**PAGE TEXT:**
People with inflammatory bowel disease (IBD) are being invited to participate in the first comprehensive genomic study of the condition ever undertaken in Ireland.
Genomics is the study of genomes, the complete set of genetic material within an organism. The human genome consists of all of the thousands of genes and the 23 chromosome pairs.
IBD refers to the conditions Crohn's disease and ulcerative colitis. There is no known cause or cure and some 20,000 Irish people, including hundreds of children, are affected.
The conditions have similar symptoms, including abdominal pain, diarrhoea, fever, loss of appetite and weight loss. Left uncontrolled, symptoms may flare up, causing severe abdominal pain and frequent visits to the bathroom. If parts of the colon become too inflamed, patients may need surgery and a life-long colostomy bag.
A new research collaboration between Genomics Medicine Ireland Ltd and two Dublin hospitals, St Vincent's University Hospital and Tallaght Hospital, aims to identify genetic markers that can help diagnose IBD, predict disease severity and identify personalised treatments for those affected.
It is largely accepted that genetics has a key role to play in IBD. Previous international studies have identified large stretches of DNA that are associated with IBD, and some genes have been strongly linked to the development of the condition.
However, the risk genes that have been identified only explain a small proportion of IBD disease risk, meaning that there are many genetic and environmental risk factors yet to be identified.
"What makes this research different from other studies is that we are seeking to identify the gap between current treatments and disease outcomes. As we gain a better understanding of the role of genetics in IBD and in an individual's response to different drug treatments, it will enable a more personalised approach to the treatment of the condition.

**PROBLEM SET:**
1. Please print the article about the Irish IBD genomic study word for word, from "Genomics is the" up to and including "23 chromosome pairs.".
2. Carry on the article about the Irish IBD genomic study from the point where it stops.

**INFORMATION PROVIDED:**
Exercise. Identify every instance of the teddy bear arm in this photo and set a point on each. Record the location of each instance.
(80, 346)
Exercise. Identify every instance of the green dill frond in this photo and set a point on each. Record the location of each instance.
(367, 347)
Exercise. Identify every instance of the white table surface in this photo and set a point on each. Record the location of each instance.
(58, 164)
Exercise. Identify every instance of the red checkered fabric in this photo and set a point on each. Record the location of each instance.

**RESPONSES PER TASK:**
1.
Genomics is the study of genomes, the complete set of genetic material within an organism. The human genome consists of all of the thousands of genes and the 23 chromosome pairs.

2.
"By participating in the study, patients are helping in the development of better diagnostics and therapeutics for the treatment and prevention of IBD," commented Prof Glen Doherty, a consultant gastroenterologist at St Vincent's.
Meanwhile, according to Prof Deirdre McNamara, a consultant gastroenterologist at Tallaght Hospital, this study will enable researchers to gain ‘a comprehensive understanding of the interactions between genes, environment, biology and the disease'.
"IBD has evolved into a global disease - over 2.5 million people in Europe and one million people in the US are estimated to have it, while its prevalence is also on the rise in newly industrialised continents.
"Irish IBD patients have an opportunity to contribute to potentially life-changing research that will benefit not just our patients here in Ireland, but potentially people with IBD throughout the world," she explained.
Speaking at the launch of the study, Sara Byrne (27), who has had IBD since she was 15, said she hopes there will be a cure found in the future.
"I've had three major surgeries to try and bring my condition under control. The more we increase our understanding of IBD through research such as this, the better chance we have of finding a cure or at least improving the treatments available, so that if you are living with IBD, its impact on your day-to-day life is minimised. It's really important that as many IBD patients as possible participate in this study to help us on this journey," she noted.
People with IBD attending either St Vincent's University Hospital or Tallaght Hospital, who are interested in participating in the study, should ask their consultant for more information.
Meanwhile, Genomics Medicine Ireland also hopes to extend this study to other hospitals in the near future.